* [WHAT THE TASK ASKS] Return, word for word, only the lines from the one containing "brick building, which" through the last line of the entries.

* [DATA FOR PROCESSING]
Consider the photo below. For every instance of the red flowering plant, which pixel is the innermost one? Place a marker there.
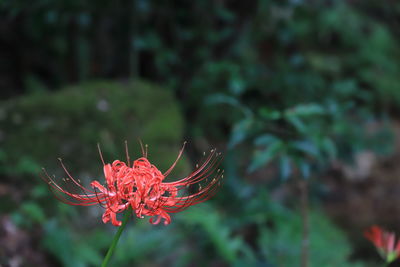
(384, 242)
(141, 188)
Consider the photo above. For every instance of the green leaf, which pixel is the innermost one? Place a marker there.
(305, 110)
(265, 139)
(240, 132)
(285, 167)
(307, 147)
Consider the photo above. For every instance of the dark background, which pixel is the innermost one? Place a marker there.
(301, 96)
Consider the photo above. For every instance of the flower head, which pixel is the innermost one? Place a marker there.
(141, 187)
(384, 242)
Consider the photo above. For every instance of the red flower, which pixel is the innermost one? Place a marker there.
(384, 242)
(142, 188)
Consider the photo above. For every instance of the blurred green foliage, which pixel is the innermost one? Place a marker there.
(292, 85)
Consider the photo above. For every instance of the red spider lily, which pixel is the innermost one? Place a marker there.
(384, 241)
(141, 187)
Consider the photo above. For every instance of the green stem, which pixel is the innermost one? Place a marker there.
(114, 243)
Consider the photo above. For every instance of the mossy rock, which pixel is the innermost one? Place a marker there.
(37, 129)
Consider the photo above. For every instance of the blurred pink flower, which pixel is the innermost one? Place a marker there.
(384, 241)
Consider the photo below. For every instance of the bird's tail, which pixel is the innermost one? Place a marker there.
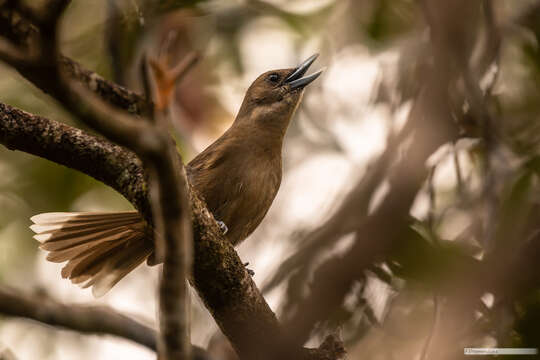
(100, 248)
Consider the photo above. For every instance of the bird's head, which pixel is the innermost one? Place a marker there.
(273, 97)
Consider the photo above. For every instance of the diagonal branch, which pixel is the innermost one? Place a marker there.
(218, 275)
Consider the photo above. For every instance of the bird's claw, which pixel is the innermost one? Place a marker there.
(223, 227)
(250, 272)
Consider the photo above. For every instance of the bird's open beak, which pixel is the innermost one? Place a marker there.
(296, 81)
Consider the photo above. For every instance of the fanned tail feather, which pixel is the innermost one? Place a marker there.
(100, 248)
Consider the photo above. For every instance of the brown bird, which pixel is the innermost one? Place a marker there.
(238, 176)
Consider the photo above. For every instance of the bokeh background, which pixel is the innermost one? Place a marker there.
(373, 52)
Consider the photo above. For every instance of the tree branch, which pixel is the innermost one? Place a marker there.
(218, 275)
(81, 318)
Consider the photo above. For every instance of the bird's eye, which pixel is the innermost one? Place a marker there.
(273, 78)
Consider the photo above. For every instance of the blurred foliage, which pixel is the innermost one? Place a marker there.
(489, 204)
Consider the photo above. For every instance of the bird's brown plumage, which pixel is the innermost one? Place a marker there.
(238, 176)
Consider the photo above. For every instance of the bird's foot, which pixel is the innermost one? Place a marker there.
(223, 227)
(250, 272)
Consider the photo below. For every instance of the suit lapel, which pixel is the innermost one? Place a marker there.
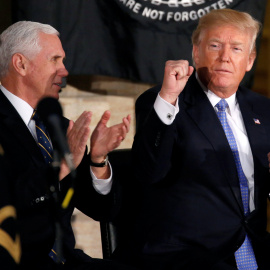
(203, 114)
(15, 126)
(257, 138)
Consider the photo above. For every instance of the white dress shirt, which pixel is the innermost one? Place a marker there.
(236, 123)
(102, 186)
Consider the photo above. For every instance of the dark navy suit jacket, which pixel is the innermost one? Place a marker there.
(192, 215)
(30, 177)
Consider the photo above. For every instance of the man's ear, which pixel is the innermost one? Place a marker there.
(20, 63)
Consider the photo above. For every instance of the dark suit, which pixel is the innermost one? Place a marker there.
(192, 214)
(36, 210)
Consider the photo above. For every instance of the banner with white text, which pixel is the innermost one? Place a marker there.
(129, 39)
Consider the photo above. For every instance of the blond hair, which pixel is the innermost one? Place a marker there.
(219, 17)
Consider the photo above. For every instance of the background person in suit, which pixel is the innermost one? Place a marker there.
(31, 68)
(204, 171)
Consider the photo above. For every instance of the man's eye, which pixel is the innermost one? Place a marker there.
(237, 49)
(214, 46)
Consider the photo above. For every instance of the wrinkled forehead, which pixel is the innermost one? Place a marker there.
(51, 44)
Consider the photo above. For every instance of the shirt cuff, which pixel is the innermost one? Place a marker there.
(102, 186)
(165, 110)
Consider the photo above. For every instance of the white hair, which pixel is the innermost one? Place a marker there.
(21, 37)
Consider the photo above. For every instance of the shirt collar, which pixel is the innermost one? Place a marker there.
(214, 99)
(22, 107)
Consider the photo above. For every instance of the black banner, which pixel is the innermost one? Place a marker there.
(129, 39)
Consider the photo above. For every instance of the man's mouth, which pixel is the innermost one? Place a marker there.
(223, 71)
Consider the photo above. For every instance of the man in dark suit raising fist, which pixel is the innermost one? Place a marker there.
(200, 153)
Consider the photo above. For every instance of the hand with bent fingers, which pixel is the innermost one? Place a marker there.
(176, 75)
(77, 135)
(105, 139)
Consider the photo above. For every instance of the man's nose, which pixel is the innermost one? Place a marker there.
(225, 54)
(63, 71)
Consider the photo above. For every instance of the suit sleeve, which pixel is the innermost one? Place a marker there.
(153, 143)
(10, 249)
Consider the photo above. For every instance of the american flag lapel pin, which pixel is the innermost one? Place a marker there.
(256, 121)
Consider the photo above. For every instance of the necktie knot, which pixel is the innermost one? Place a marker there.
(43, 140)
(222, 105)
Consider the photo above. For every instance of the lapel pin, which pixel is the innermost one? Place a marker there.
(256, 121)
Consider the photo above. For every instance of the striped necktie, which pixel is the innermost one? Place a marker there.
(46, 148)
(44, 142)
(244, 256)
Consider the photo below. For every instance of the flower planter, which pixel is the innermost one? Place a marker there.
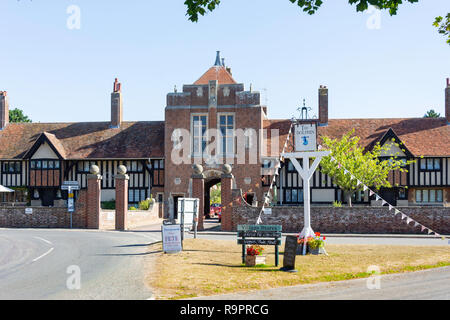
(251, 261)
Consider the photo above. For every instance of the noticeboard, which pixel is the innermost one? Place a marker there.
(171, 236)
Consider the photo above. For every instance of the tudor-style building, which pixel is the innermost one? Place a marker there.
(36, 158)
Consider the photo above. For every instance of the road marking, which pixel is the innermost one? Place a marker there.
(51, 249)
(43, 240)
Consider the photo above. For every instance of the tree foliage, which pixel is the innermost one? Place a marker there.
(368, 166)
(200, 7)
(432, 114)
(17, 115)
(196, 8)
(443, 25)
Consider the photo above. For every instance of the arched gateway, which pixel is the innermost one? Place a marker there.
(202, 181)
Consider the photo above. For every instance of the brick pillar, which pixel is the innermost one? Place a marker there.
(93, 208)
(227, 201)
(198, 191)
(121, 180)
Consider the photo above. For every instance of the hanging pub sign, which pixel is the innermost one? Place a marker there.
(305, 137)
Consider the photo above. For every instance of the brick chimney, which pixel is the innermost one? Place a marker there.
(116, 105)
(4, 110)
(323, 106)
(447, 101)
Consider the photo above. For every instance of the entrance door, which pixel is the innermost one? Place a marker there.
(175, 206)
(47, 196)
(389, 195)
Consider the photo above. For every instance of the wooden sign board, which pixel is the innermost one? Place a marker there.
(290, 252)
(268, 235)
(171, 236)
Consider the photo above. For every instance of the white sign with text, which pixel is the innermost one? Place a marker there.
(305, 137)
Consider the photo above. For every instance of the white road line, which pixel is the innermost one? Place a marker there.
(43, 240)
(51, 249)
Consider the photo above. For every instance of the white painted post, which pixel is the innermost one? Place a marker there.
(306, 173)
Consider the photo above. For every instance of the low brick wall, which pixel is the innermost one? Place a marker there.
(369, 220)
(135, 218)
(41, 217)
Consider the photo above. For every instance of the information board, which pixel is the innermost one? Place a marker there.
(171, 236)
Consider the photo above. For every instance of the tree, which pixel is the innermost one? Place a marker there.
(17, 115)
(443, 26)
(367, 166)
(432, 114)
(200, 7)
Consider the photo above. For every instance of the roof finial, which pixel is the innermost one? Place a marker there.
(217, 63)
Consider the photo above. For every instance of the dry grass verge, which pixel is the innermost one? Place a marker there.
(210, 267)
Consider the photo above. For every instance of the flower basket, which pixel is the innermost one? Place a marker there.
(251, 261)
(254, 256)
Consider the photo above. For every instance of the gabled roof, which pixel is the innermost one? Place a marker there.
(429, 137)
(85, 140)
(53, 142)
(218, 73)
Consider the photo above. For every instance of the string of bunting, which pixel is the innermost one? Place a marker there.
(383, 202)
(277, 168)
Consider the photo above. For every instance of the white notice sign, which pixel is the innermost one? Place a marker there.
(305, 137)
(171, 236)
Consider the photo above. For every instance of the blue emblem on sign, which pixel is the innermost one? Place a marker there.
(305, 140)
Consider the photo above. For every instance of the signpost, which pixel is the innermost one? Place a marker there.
(290, 252)
(70, 186)
(305, 146)
(259, 235)
(188, 211)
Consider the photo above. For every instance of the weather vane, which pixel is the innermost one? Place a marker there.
(303, 112)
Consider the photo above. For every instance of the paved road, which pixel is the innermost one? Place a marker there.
(423, 285)
(34, 263)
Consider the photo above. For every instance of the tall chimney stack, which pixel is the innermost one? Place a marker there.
(4, 110)
(323, 106)
(447, 101)
(116, 105)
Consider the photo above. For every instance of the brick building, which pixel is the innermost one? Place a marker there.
(35, 158)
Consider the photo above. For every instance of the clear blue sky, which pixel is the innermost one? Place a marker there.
(57, 74)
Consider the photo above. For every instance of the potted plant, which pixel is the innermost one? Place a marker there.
(315, 245)
(254, 256)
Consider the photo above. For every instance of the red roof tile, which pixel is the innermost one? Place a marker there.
(87, 140)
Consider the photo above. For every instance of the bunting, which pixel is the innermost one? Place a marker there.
(407, 219)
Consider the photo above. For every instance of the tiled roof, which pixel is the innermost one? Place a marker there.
(86, 140)
(219, 73)
(429, 137)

* [EXERCISE OUTPUT]
Consider the photo above. For every instance of the brick building, which pixel is the innermost one? Place a marker there.
(35, 158)
Consider the photo above. For every instance of the clear blue sky, which pixel is the innermost one? Place a marker there.
(57, 74)
Consider the photo above. For every instance of the potted plant, which pixel is the innermost one? Place a marker there.
(315, 245)
(254, 256)
Consider the photo above. For every instance of the red roof tile, which pixel is the innermost one? Place a marker there.
(87, 140)
Consider the photo above. For every instance of the bunting, which pixel is the innermost one? Place a marker there.
(407, 219)
Consider the photo above. For every instance of the tiled roof, which pixel is the innermost one? Place a marker there.
(86, 140)
(219, 73)
(429, 137)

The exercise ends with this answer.